══ Data provided

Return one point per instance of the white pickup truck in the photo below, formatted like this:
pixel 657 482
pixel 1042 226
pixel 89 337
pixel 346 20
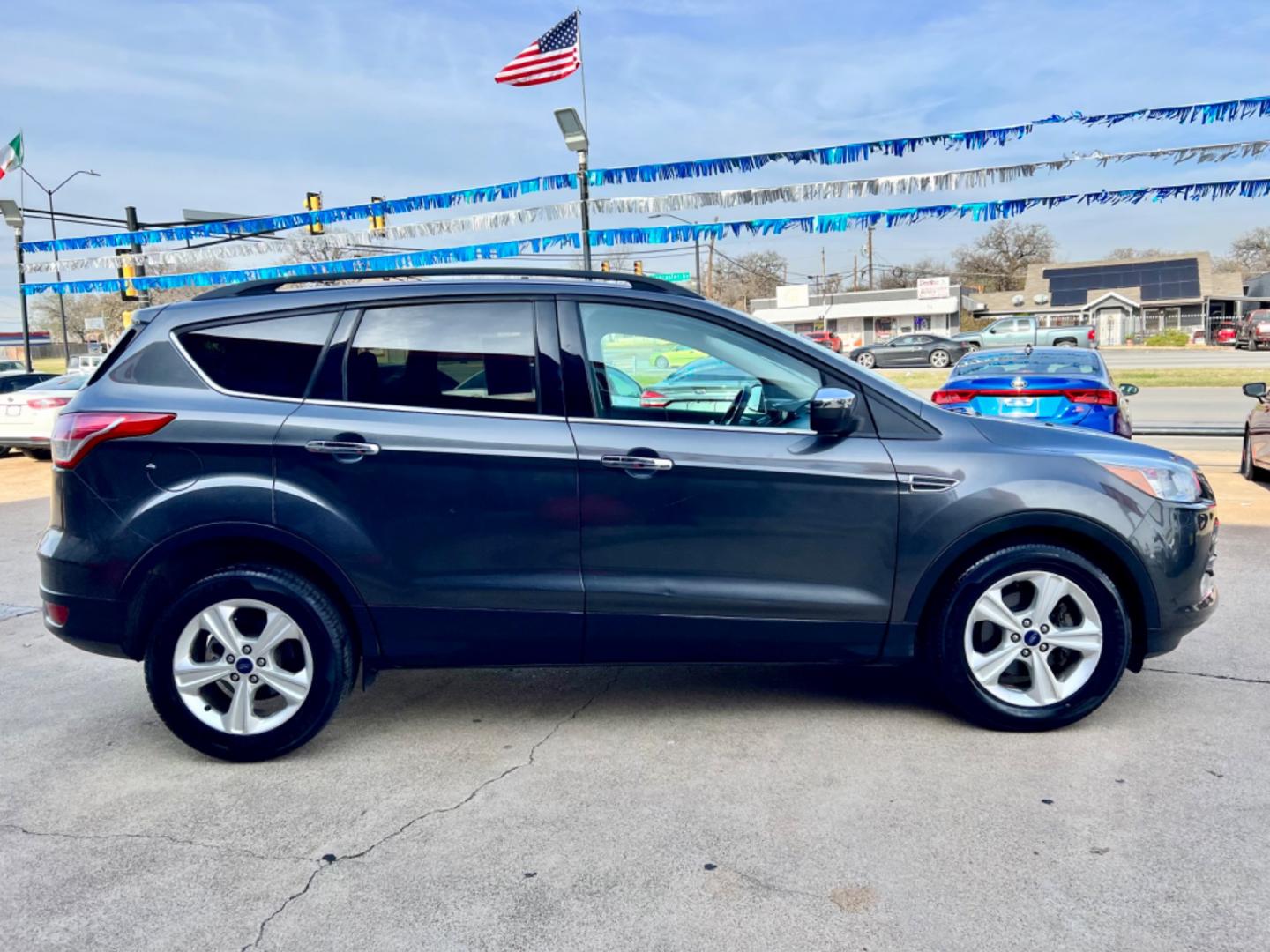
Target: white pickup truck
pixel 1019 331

════
══ Data provided

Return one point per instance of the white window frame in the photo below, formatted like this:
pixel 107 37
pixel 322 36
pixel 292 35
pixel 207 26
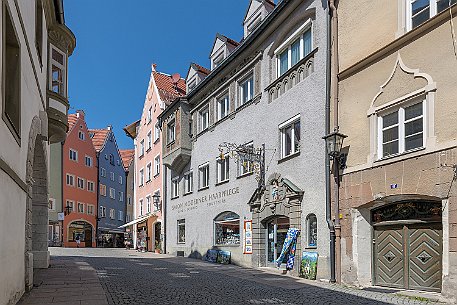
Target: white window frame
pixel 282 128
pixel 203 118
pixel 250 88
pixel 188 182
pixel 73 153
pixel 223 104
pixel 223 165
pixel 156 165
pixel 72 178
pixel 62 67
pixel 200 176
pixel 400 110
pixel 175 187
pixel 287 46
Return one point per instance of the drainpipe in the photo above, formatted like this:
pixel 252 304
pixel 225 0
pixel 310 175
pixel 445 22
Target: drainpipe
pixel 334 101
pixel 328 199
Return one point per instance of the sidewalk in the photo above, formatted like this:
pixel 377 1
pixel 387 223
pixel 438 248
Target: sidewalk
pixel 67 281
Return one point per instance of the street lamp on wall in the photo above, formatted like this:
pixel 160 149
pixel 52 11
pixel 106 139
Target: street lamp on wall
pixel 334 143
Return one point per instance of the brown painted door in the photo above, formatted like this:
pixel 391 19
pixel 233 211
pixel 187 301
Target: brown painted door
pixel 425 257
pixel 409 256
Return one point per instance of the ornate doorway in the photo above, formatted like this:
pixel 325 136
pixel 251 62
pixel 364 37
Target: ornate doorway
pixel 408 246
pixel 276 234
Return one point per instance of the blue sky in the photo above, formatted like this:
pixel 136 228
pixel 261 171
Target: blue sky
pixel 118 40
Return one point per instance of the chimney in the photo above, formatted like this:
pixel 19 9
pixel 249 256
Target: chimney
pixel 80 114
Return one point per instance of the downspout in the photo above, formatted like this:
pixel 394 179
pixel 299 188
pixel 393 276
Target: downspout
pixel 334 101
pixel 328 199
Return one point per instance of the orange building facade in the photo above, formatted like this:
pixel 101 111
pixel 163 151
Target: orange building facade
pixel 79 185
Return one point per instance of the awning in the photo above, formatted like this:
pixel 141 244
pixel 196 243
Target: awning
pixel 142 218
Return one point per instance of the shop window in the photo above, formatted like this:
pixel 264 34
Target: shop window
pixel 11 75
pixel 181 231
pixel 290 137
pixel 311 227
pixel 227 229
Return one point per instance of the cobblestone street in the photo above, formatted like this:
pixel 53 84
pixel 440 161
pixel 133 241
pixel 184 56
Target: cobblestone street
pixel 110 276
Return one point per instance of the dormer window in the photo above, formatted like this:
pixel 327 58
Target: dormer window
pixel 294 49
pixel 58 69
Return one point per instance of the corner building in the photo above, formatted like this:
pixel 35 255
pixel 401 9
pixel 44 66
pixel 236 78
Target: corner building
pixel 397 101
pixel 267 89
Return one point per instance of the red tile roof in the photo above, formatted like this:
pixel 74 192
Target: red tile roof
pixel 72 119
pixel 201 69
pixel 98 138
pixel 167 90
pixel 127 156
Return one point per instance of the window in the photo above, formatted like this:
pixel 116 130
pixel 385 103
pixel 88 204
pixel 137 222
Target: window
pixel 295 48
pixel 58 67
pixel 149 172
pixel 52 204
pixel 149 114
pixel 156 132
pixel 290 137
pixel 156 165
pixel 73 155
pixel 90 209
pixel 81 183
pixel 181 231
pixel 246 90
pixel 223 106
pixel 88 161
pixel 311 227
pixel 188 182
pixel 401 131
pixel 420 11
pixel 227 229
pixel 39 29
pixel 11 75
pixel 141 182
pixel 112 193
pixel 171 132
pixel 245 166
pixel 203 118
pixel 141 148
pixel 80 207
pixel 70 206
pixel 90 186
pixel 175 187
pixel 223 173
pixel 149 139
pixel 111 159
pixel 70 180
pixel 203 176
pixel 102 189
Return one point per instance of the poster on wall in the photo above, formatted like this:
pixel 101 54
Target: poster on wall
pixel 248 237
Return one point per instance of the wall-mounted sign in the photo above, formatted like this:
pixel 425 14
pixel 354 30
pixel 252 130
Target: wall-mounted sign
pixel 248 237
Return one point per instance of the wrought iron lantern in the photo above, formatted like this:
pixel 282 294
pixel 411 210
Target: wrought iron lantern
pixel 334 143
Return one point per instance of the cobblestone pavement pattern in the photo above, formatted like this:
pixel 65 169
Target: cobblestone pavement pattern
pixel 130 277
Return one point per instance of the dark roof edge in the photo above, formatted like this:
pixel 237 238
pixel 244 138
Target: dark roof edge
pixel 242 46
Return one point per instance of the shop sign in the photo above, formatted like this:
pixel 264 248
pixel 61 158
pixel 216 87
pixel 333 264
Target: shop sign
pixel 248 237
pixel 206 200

════

**Required task**
Copy out the records from the line with "Return one point per instance of the dark" to the line with "pixel 206 200", both included, with every line unchanged.

**Problem solution**
Return one point per instance of the dark roof edge in the photo above, formatted like this:
pixel 237 238
pixel 244 138
Target: dark roof edge
pixel 242 46
Return one point per instance of the shop sign in the photo above, formatted like this:
pixel 264 248
pixel 61 158
pixel 216 87
pixel 333 264
Target: shop sign
pixel 248 237
pixel 206 200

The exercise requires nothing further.